▸ SOURCE DATA
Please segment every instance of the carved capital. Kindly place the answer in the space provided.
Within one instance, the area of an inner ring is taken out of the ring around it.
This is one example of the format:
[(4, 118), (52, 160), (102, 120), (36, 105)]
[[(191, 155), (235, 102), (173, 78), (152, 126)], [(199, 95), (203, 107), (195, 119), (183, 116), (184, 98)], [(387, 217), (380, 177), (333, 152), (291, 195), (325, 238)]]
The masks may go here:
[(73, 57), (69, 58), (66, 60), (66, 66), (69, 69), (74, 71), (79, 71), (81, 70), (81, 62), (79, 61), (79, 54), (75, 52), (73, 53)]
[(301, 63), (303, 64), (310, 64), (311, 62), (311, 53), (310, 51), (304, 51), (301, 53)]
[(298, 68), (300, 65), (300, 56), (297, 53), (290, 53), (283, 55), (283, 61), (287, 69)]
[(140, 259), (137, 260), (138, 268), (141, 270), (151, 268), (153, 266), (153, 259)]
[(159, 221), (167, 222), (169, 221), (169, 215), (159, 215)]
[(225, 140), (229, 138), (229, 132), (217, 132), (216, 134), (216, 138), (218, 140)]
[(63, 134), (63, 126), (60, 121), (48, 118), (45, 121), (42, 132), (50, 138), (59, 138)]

▸ EXERCISE OBJECTIVE
Reproduce every line above word for word, with nothing changed.

▸ TASK OUTPUT
Please segment every instance of the carved capital. Kindly place the answer in the space provided.
Within one instance, the area of an inner ring is taken out of the ring around it.
This is one example of the format:
[(4, 118), (52, 160), (102, 120), (36, 105)]
[[(191, 155), (235, 102), (173, 78), (152, 126)], [(199, 95), (203, 107), (195, 119), (183, 116), (184, 98)], [(387, 217), (380, 177), (333, 152), (291, 195), (325, 238)]]
The masks may go here:
[(73, 57), (69, 58), (66, 60), (66, 66), (69, 69), (74, 71), (79, 71), (81, 70), (81, 62), (79, 61), (79, 54), (75, 52), (73, 53)]
[(301, 63), (303, 64), (310, 64), (311, 62), (311, 53), (310, 51), (304, 51), (301, 53)]
[(298, 68), (300, 65), (300, 56), (297, 53), (290, 53), (283, 55), (283, 61), (287, 69)]
[(140, 259), (137, 260), (138, 268), (141, 270), (151, 268), (153, 266), (153, 259)]
[(159, 221), (167, 222), (169, 221), (169, 215), (159, 215)]
[(225, 140), (229, 138), (229, 132), (217, 132), (216, 134), (216, 138), (218, 140)]
[(63, 134), (63, 126), (60, 121), (48, 118), (45, 121), (42, 132), (50, 138), (59, 138)]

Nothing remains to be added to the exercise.